Reproduce the material below line for line, keeping every word, number, and punctuation mark unchanged.

##############################

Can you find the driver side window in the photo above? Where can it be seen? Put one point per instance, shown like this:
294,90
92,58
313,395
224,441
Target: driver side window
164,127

##############################

EXERCISE RESULT:
Can you find the driver side window in the photo above? Where can it be seen? Put one point per instance, shown like this:
294,90
92,58
313,395
224,441
Target: driver side window
164,127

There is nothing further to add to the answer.